Copy each line of the data below, character for character.

_Stored data_:
________

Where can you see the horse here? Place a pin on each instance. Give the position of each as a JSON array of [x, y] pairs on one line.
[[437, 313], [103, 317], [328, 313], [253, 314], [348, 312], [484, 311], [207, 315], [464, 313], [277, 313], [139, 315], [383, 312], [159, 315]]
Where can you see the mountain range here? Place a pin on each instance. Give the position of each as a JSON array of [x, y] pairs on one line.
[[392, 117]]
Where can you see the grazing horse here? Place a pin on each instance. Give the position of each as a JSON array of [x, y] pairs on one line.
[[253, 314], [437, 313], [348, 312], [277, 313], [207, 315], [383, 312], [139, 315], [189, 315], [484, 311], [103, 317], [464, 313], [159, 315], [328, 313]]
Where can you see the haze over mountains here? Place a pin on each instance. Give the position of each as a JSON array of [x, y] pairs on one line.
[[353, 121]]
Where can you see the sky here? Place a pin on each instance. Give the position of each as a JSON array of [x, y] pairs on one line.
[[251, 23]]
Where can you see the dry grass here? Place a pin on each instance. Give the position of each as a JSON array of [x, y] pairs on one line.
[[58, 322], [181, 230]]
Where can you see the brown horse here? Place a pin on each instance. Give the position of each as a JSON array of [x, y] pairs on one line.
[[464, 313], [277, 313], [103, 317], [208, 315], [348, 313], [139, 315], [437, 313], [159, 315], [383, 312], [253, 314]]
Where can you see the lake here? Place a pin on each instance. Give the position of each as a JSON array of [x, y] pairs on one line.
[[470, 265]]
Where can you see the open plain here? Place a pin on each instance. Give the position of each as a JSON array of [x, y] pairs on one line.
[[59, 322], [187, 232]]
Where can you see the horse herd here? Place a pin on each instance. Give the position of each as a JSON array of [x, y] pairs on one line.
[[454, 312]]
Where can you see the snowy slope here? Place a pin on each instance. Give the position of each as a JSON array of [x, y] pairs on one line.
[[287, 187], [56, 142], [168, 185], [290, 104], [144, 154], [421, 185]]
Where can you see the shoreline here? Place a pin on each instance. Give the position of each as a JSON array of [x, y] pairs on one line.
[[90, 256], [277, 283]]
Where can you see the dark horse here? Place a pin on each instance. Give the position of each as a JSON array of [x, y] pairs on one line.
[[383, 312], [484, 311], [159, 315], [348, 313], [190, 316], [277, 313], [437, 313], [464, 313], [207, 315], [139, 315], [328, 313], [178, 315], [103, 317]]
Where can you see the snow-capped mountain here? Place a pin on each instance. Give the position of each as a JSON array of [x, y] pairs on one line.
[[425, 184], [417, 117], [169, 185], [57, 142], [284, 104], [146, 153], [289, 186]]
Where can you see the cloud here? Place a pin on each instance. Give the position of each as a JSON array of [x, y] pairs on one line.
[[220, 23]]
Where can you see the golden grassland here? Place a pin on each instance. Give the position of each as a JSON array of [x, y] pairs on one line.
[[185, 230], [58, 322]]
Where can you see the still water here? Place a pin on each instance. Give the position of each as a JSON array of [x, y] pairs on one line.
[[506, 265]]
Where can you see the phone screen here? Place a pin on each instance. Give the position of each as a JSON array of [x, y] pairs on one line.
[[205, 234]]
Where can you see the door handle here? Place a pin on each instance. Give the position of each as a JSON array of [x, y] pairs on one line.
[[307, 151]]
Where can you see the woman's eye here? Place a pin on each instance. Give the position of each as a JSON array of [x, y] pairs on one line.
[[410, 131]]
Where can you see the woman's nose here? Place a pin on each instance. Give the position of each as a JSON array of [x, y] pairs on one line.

________

_Response to this exercise_:
Where can you see the horse here? Place a pin on each instance. Give the position of each as a JSON array of [x, y] pairs on one line.
[[437, 313], [103, 317], [328, 313], [253, 314], [348, 312], [484, 311], [207, 315], [464, 313], [277, 313], [139, 315], [383, 312], [159, 315]]
Where can you see the mountain range here? Place a pin on each instance. Give the position of each as a JSON array of [x, y] pairs on one line.
[[392, 117]]
Where can you see the grazing horse here? Place a pin on each instance. Give the position of each as a JSON array of [x, y] pairs on one line.
[[253, 314], [437, 313], [348, 312], [277, 313], [207, 315], [383, 312], [139, 315], [189, 315], [484, 311], [103, 317], [464, 313], [159, 315], [328, 313]]
Where can you see the haze over mountains here? Place a pin on each instance. Give the position of each as a JSON array of [x, y] pairs on one line.
[[353, 121]]
Where can you see the sky here? Place a pin on each instance. Give the position of each as a JSON array of [x, y] pairs on one line.
[[251, 23]]
Where can you see the dry grass here? Place a pin on each instance. Give the position of each as a JSON array of [x, y] pairs on one line.
[[58, 322], [181, 230]]
Where can you see the brown horse here? Place a pin on each instance. Give the position of each as a JSON array of [x, y] pairs on one line.
[[464, 313], [277, 313], [103, 317], [208, 315], [348, 313], [139, 315], [437, 313], [159, 315], [383, 312], [253, 314]]
Where can you see the lake here? Place a pin on each instance. Give the position of each as a JSON array of [x, y] pairs on one line.
[[470, 265]]
Where can you see the open plain here? Place a pin on each instance. Give the position of each as a JSON array of [x, y] pairs on one line.
[[59, 322], [187, 232]]
Where can you see the horse herd here? Place a pin on each instance. Give the position of each as a JSON array of [x, y] pairs on one line.
[[454, 312]]
Where can you see the snowy slope here? Place a pin on each instance. Give the position of each as a JSON array of [x, y] pairs on one line.
[[287, 187], [56, 142], [168, 185], [290, 104], [144, 154], [421, 185]]
Where can you see the shoreline here? Place a pin on each instance. Give the position of each as a JSON array of [x, y] pairs on one line.
[[90, 256], [277, 283]]
Where can you see the dark horse here? Place a pin on each instance. Give the position of each as a JSON array of [x, y] pairs on one line.
[[383, 312], [484, 311], [159, 315], [348, 313], [190, 316], [277, 313], [437, 313], [464, 313], [207, 315], [139, 315], [328, 313], [178, 315], [103, 317]]
Where can you see the snow-capped mountain here? Place a pin on each instance. Give the position of each as a JSON array of [x, y] pairs on one line.
[[425, 184], [417, 117], [169, 185], [57, 142], [284, 104], [146, 153], [289, 186]]
Where can you see the cloud here? Place a pin on each instance. Give the position of each as a JSON array of [x, y] pairs on one line.
[[220, 23]]
Where can you see the golden grassland here? Place a pin on each instance. Give the position of each as a JSON array of [x, y] pairs on one line.
[[185, 230], [58, 322]]
Where can you see the still water here? Place a pin on each instance. Give the position of each as a JSON array of [x, y] pairs on one line.
[[506, 265]]
Where can you see the phone screen here? Place a pin on each instance. Give the position of each as a JSON array of [x, y] pairs on one line.
[[205, 234]]
Where can you see the door handle here? Place a pin on each instance. Give the position of each as a JSON array of [x, y] pairs on one line.
[[307, 151]]
Where can you see the woman's eye here? Place a pin on each instance. Give the position of each as a JSON array of [x, y] pairs on one line.
[[410, 131]]
Where can you see the woman's nose here? Place a pin on each instance. Give the position of each as a JSON array of [x, y] pairs on one line.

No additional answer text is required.